::: Text segment

Is Kanye West’s New Song Based on This Obscure, 45-Year-Old Outtake From Paul McCartney?
After months of leaked snippets, a flamethrower-assisted performance at last week’s BRIT Awards, and the widespread circulation of a radio rip earlier this afternoon, you can finally hear the complete, studio version of Kanye West’s “All Day” below, via iHeartRadio. (You can also purchase it on iTunes.)
While the studio version, for the most part, closely matches the live version, it departs most dramatically in the last minute. While the song seems designed to be this album’s “Ni**as in Paris”-like club favorite (it even reprises that hit’s “ball”/“mall” rhymes and “that shit cray” refrain), the last minute takes an abrupt left turn into acoustic strumming and whistling. Though it’s the last thing you’d expect on a track like this, it actually comes courtesy of new frequent collaborator Paul McCartney (as confirmed by rapper and singer Theophilus London, who also features on the track), from back when McCartney had his own first child with his wife Linda.
You can listen to Paul tell the whole story behind the interlude below, but here’s the gist. Paul says that, while hanging around in the hospital after the birth, he was looking at a Picasso painting of an old man playing guitar (presumably The Old Guitarist), when he noticed that the man was playing a chord that used “only … two fingers.” He tried to recreate the chord, and he thought it sounded nice, so he tried to write a whole song around this two-finger motif.

::::::
::: Provided records

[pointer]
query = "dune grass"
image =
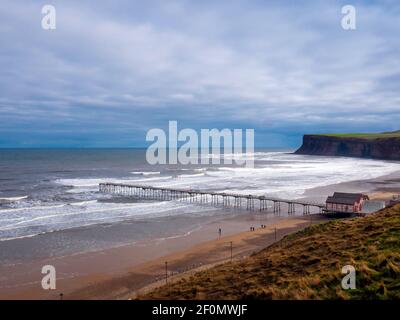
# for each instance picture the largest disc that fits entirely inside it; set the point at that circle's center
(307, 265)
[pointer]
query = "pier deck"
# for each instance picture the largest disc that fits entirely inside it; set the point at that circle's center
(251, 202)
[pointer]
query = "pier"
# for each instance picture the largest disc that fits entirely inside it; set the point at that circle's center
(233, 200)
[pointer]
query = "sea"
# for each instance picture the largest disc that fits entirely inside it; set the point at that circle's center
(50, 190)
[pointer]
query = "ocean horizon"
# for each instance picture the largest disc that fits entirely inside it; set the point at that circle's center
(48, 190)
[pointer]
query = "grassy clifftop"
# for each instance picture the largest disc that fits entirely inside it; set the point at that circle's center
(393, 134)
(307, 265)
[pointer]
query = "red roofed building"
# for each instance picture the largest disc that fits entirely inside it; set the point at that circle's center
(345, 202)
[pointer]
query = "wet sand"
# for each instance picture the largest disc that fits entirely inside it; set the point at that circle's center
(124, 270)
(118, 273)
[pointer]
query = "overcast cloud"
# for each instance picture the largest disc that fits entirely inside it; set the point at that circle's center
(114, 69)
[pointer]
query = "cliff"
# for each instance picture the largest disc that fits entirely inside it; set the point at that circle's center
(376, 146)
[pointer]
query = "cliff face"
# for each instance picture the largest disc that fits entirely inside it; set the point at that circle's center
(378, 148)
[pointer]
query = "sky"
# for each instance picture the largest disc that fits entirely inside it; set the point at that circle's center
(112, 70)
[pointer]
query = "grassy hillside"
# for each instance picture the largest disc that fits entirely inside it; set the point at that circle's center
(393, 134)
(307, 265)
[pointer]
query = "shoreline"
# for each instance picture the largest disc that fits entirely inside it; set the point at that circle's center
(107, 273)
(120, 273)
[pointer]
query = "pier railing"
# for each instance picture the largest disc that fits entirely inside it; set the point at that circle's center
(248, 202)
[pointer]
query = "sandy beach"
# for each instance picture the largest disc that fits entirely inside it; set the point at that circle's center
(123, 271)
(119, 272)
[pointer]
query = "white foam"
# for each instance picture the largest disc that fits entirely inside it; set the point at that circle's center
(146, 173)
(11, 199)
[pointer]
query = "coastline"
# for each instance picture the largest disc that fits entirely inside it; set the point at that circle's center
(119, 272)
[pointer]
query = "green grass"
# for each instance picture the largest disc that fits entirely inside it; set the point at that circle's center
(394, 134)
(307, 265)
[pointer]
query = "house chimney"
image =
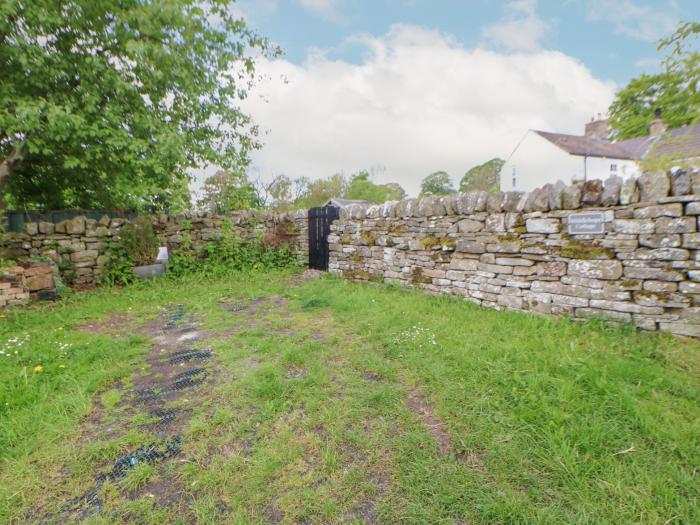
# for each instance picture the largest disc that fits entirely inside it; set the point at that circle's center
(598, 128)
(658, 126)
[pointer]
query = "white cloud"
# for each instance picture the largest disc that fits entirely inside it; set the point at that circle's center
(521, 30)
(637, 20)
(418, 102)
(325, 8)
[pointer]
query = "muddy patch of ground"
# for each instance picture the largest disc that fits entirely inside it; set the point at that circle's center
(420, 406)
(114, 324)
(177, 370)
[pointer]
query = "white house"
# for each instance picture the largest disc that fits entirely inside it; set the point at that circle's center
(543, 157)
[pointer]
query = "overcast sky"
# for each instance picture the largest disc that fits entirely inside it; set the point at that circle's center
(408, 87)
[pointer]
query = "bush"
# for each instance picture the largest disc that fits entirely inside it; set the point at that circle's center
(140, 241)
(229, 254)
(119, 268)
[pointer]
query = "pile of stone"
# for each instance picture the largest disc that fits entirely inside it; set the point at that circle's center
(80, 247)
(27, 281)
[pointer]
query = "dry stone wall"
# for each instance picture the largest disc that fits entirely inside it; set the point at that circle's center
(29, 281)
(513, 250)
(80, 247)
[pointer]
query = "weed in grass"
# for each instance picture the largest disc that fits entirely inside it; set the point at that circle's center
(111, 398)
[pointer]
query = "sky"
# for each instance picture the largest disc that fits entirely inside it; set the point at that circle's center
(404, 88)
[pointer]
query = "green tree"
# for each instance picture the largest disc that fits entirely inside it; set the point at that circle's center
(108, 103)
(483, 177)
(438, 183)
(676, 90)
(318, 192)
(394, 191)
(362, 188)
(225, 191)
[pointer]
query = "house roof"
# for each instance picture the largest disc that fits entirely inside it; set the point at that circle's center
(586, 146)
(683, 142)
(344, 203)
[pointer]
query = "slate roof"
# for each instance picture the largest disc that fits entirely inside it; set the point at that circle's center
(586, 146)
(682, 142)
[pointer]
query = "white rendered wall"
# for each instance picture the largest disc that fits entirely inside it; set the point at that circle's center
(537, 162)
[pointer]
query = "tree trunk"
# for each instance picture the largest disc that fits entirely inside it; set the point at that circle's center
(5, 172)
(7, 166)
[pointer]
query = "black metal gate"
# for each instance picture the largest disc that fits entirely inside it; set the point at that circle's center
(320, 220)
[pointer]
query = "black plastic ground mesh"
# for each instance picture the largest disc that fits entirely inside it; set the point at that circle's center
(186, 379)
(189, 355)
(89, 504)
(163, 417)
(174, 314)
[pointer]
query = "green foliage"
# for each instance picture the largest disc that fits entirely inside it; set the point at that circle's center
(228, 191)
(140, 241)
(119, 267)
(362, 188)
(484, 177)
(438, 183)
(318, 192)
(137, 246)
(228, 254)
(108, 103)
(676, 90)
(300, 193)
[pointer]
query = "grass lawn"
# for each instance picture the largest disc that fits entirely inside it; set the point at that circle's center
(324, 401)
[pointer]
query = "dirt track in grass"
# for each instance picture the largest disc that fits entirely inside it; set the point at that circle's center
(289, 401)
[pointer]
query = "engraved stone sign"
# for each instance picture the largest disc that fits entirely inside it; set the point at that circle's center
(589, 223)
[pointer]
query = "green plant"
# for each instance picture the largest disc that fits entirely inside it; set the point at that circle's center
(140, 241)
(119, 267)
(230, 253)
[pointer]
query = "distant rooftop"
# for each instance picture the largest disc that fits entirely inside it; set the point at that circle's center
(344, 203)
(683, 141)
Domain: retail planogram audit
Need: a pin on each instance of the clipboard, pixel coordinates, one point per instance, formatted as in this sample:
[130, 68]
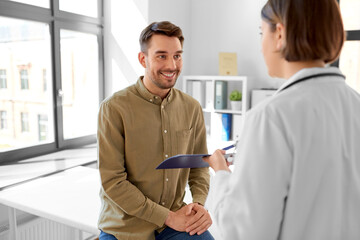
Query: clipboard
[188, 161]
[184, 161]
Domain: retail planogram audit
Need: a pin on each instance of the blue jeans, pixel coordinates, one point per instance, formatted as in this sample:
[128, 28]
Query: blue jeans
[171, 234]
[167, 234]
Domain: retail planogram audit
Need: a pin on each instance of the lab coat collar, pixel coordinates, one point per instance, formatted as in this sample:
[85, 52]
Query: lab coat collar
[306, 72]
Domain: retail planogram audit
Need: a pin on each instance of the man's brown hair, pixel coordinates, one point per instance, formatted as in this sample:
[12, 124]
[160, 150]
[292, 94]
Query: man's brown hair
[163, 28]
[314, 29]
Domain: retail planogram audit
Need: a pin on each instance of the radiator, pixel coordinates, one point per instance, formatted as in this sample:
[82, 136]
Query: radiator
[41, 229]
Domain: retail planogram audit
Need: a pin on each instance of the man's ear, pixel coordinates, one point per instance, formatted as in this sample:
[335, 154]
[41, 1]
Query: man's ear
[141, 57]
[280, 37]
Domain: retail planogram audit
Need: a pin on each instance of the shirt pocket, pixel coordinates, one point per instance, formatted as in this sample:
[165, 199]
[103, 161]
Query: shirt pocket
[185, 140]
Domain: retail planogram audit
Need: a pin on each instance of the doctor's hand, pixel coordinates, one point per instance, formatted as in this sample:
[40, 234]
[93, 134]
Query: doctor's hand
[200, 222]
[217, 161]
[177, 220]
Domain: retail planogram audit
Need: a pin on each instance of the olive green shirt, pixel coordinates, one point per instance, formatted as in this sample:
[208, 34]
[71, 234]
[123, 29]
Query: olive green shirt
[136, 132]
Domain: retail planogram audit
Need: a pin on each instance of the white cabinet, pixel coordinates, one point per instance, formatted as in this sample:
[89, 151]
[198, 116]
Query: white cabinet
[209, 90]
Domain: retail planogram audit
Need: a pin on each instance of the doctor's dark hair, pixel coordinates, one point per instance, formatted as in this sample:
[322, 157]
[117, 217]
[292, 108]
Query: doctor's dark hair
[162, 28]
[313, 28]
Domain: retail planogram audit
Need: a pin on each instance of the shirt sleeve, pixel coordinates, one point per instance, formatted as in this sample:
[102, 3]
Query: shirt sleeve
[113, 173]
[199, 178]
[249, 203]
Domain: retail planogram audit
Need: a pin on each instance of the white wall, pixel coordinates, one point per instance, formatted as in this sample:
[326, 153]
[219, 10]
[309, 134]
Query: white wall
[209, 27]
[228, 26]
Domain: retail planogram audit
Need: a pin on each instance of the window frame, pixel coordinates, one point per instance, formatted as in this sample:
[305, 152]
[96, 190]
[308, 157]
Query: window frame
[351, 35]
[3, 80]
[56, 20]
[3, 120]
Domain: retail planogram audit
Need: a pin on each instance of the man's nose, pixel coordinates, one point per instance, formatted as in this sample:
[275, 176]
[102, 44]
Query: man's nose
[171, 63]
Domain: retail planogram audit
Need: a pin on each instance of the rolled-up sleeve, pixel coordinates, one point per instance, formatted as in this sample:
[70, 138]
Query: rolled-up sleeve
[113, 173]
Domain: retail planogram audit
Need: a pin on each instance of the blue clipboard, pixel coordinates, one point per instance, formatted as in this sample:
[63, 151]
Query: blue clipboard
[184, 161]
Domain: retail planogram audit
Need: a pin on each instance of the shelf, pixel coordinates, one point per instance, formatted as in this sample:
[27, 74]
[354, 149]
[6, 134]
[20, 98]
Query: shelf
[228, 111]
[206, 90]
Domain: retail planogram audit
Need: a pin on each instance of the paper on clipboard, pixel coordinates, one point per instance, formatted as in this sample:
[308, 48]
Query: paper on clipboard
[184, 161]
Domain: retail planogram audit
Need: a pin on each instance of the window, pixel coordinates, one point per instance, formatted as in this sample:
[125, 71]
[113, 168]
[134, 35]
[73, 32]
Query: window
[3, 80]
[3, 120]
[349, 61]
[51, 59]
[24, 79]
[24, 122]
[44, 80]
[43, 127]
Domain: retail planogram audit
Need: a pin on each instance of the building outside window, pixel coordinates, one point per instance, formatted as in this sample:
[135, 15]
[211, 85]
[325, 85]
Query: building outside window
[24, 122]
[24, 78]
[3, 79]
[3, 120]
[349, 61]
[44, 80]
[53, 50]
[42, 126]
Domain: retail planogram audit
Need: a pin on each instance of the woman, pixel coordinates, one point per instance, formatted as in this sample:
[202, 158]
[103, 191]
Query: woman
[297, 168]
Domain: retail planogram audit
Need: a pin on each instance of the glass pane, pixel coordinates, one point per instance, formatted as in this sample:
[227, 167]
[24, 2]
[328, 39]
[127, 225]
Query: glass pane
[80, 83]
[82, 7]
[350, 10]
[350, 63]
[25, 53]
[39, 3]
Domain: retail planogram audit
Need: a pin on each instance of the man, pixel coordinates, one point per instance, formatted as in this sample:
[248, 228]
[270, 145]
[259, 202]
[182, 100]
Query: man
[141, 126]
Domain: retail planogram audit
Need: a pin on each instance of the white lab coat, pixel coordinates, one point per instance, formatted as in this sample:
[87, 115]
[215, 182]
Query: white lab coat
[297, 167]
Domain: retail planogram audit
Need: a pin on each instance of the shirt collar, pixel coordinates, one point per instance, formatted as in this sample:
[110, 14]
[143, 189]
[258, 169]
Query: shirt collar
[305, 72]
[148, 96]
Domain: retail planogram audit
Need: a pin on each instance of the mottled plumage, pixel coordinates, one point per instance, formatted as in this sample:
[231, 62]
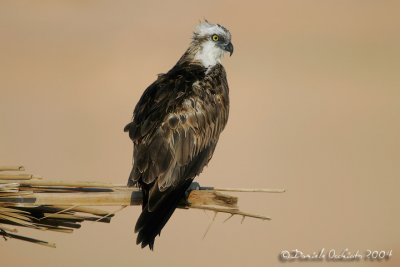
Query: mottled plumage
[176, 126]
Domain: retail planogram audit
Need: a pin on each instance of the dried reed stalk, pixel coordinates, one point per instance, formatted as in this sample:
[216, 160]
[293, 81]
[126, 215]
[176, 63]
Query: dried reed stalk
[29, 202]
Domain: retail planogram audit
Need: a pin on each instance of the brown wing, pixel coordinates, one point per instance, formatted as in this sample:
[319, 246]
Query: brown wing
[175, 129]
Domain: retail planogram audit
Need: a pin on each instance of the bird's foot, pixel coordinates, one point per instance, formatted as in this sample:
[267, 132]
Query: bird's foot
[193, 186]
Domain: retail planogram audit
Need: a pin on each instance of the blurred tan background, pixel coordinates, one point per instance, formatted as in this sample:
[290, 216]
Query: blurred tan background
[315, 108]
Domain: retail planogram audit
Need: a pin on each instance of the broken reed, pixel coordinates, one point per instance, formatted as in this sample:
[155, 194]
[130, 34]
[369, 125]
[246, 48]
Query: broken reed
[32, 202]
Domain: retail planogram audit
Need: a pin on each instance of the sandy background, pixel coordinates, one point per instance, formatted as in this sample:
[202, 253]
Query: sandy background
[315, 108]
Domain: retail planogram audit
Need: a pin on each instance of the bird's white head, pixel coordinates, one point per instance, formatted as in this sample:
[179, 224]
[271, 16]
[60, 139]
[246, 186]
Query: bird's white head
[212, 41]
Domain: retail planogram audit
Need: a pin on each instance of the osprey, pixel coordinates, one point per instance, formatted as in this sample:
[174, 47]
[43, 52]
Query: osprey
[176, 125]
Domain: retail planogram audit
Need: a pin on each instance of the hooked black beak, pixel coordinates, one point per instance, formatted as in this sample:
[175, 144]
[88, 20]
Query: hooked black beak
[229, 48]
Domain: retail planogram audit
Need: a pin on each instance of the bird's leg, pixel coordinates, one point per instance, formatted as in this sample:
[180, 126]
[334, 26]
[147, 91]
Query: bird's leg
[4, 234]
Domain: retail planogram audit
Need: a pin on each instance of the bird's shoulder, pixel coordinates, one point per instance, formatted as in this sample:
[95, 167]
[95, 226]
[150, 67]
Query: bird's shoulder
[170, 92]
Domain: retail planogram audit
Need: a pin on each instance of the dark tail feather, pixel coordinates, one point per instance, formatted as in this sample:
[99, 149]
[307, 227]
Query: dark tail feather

::::::

> [Work required] Pick up the article on Kanye West's "All Day" and the Paul McCartney outtake where it stops, and write its next part.

> [Exercise response]
He later recorded the song during the Ram sessions as a peaceful guitar-and-whistle track called “When the Wind Is Blowing.” It was never released, but recordings have found their way online:
Though the 45-year-old chord progression is hardly recognizable when sung in “Monster”-style layered vocals and played in synth bass, it also seems to be the basis for “All Day’s” own chord progression throughout. Did West and McCartney, who also recorded the parental ballad “Only One” together, bond over memories of having their first children—and end up with this? What’s really cray is that this old lullaby of a song would, after decades, become part of Kanye West’s new club banger.